## begin
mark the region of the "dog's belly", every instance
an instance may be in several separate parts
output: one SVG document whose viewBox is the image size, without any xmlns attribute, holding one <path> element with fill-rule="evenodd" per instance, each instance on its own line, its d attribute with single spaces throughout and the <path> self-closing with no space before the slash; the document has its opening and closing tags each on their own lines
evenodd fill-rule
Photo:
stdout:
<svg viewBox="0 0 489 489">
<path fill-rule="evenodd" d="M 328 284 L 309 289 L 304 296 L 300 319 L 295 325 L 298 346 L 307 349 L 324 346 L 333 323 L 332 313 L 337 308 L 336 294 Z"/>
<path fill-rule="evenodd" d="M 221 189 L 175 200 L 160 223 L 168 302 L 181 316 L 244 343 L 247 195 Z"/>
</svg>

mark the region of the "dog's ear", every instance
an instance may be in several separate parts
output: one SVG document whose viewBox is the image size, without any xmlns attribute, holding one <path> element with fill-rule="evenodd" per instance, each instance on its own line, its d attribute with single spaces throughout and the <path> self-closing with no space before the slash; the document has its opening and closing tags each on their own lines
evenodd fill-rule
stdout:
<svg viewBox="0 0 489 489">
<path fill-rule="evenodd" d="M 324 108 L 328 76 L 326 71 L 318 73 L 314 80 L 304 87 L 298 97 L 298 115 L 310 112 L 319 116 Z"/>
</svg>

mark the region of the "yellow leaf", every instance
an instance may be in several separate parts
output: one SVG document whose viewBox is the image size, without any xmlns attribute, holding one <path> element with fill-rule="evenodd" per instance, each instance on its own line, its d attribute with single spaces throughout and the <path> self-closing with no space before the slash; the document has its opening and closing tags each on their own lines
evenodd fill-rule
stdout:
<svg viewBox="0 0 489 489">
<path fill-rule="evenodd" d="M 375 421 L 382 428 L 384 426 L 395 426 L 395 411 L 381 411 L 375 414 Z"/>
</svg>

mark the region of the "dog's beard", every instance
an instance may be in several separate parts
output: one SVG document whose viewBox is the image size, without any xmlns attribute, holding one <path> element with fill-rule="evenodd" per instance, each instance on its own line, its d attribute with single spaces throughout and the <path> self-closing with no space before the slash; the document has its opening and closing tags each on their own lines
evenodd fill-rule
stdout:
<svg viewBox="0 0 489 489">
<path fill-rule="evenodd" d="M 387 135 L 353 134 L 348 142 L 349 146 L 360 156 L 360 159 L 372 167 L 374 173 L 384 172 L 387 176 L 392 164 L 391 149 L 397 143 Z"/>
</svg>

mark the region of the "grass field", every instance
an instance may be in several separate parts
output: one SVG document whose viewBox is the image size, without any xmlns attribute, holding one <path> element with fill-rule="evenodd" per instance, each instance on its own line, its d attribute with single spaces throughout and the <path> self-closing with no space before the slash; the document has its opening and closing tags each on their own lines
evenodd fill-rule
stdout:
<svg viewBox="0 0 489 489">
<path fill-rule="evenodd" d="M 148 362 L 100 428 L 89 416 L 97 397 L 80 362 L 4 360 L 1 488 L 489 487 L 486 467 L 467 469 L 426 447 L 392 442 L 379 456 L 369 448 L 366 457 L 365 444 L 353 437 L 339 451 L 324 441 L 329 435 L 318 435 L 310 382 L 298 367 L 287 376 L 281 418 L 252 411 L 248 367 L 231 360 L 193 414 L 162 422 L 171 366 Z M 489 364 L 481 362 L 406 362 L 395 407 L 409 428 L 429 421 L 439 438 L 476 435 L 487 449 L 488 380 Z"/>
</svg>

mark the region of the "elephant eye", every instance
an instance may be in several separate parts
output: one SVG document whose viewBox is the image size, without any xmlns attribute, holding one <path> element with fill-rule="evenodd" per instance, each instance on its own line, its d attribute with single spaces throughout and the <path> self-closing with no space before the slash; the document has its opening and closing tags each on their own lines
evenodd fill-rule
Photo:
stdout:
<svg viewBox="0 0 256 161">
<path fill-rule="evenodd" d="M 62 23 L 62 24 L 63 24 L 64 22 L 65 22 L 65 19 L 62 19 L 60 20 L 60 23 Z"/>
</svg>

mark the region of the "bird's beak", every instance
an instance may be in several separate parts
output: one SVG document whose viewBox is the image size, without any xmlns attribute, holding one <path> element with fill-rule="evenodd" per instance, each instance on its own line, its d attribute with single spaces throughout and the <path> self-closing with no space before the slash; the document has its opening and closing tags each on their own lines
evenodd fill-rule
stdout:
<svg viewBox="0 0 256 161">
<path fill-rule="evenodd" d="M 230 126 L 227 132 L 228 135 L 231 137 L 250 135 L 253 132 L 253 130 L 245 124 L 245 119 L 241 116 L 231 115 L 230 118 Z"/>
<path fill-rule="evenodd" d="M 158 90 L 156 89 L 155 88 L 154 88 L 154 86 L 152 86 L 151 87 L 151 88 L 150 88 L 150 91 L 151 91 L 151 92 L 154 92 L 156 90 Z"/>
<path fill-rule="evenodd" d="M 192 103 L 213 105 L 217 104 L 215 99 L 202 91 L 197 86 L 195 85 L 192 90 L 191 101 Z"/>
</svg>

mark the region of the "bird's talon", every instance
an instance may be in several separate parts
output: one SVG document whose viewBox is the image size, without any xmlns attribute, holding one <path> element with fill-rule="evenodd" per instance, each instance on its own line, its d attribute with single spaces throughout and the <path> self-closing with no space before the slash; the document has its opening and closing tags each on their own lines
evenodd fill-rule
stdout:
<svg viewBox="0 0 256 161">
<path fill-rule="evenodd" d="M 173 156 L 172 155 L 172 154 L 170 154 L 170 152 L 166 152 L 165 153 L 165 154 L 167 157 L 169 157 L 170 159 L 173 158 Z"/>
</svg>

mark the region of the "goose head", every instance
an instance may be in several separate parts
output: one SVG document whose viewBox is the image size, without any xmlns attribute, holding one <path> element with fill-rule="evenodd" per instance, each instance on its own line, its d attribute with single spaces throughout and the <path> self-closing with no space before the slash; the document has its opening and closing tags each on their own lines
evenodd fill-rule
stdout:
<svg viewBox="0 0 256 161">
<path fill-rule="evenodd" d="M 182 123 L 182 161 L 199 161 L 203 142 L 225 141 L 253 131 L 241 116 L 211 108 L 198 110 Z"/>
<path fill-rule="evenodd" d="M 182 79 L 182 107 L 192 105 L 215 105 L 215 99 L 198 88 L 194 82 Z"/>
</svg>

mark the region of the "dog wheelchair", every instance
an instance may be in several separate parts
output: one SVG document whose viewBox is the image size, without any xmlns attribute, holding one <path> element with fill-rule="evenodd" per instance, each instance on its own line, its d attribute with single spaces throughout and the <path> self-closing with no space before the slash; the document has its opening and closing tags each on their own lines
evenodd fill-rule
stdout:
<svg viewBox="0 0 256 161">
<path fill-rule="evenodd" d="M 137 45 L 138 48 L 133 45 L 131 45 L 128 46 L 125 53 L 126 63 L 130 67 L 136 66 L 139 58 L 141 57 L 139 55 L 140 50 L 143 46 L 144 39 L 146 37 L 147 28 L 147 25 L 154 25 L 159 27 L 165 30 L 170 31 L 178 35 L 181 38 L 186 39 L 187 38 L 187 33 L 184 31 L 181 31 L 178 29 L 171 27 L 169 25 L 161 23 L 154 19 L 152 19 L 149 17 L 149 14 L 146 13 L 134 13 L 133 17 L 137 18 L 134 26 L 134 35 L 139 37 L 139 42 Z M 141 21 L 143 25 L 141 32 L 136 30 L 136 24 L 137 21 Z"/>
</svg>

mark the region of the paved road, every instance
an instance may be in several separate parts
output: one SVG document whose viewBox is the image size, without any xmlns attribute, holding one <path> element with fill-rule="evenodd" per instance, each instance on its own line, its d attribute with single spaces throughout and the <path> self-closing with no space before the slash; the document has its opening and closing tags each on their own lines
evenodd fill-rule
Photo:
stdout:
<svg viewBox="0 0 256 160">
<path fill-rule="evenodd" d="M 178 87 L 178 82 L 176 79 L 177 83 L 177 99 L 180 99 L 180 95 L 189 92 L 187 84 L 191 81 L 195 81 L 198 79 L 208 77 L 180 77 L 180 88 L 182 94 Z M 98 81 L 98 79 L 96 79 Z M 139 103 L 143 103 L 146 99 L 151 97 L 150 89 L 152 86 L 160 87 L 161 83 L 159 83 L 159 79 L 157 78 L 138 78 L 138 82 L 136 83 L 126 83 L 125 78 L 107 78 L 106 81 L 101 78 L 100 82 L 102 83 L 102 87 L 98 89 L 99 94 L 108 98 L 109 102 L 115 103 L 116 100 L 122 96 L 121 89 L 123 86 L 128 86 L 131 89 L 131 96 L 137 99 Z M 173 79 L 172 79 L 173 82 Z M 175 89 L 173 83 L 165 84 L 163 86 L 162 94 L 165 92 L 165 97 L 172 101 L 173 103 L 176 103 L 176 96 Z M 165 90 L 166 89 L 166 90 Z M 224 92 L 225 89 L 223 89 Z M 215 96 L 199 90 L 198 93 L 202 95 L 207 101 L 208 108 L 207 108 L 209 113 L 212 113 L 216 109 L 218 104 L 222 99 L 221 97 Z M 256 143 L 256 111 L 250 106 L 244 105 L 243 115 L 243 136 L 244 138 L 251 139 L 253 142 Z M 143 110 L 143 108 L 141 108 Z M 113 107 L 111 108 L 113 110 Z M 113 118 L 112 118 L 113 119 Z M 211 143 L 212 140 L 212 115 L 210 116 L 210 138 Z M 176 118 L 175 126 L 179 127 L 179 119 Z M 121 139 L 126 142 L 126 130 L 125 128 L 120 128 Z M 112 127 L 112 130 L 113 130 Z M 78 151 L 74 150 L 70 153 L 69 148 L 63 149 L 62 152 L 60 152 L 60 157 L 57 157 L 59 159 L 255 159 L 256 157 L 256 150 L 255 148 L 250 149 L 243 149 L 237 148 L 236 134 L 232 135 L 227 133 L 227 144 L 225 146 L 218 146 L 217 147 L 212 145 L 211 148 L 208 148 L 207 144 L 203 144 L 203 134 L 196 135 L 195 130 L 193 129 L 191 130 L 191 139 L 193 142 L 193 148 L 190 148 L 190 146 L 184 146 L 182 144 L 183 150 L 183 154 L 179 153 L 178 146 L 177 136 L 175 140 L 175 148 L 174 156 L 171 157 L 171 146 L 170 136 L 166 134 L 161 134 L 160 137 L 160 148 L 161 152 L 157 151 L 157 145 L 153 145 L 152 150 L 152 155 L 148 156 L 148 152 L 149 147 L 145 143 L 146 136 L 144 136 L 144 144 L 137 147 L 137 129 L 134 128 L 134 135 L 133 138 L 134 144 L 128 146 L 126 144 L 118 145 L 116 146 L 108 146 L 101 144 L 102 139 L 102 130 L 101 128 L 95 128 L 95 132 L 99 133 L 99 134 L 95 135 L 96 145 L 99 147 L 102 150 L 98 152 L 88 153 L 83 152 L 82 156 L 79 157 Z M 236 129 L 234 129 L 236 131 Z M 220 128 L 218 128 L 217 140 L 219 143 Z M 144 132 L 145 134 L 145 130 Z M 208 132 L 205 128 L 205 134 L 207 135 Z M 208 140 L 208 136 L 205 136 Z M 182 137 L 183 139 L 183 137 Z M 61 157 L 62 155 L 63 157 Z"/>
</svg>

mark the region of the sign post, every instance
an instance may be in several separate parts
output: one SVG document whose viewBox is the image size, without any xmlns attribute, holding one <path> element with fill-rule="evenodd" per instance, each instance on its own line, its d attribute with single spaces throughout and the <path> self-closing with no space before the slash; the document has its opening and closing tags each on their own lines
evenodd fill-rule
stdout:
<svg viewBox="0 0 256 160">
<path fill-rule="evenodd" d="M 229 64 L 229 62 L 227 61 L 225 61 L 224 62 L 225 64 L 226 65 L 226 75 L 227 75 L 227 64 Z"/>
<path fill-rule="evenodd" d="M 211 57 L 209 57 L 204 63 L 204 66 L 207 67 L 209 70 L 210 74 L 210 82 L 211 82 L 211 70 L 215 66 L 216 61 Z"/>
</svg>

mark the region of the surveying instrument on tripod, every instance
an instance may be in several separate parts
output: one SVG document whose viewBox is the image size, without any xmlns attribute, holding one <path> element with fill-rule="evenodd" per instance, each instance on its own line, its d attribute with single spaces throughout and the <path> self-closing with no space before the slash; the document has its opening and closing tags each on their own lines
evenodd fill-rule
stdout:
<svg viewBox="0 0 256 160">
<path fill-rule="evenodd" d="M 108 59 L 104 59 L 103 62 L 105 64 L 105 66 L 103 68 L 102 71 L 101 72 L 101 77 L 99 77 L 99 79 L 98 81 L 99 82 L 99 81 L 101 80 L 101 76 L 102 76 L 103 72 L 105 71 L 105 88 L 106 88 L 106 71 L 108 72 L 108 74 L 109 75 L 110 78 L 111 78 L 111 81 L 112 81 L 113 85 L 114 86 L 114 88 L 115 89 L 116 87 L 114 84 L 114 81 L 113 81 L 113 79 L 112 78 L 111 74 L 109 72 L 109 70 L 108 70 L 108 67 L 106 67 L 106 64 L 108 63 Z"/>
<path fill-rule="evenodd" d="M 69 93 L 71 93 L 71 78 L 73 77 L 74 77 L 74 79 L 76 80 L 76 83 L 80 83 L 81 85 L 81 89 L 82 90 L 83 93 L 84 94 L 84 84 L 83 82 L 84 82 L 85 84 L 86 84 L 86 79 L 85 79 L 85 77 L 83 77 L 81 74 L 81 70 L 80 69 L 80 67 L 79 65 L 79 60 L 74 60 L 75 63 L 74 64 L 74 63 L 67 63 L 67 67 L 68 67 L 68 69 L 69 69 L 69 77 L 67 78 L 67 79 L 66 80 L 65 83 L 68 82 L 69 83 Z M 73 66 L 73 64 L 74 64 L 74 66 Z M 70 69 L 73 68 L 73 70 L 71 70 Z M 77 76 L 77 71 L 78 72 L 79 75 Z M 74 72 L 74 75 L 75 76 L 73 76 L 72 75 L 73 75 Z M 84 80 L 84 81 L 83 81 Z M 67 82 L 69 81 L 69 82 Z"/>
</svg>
## end
#### [JOB]
Select every line of the entries that contains the string "bird", and copy each such line. Case counts.

#### [FULL RESPONSE]
mark the region of the "bird's beak", every instance
mark the region of the "bird's talon", every instance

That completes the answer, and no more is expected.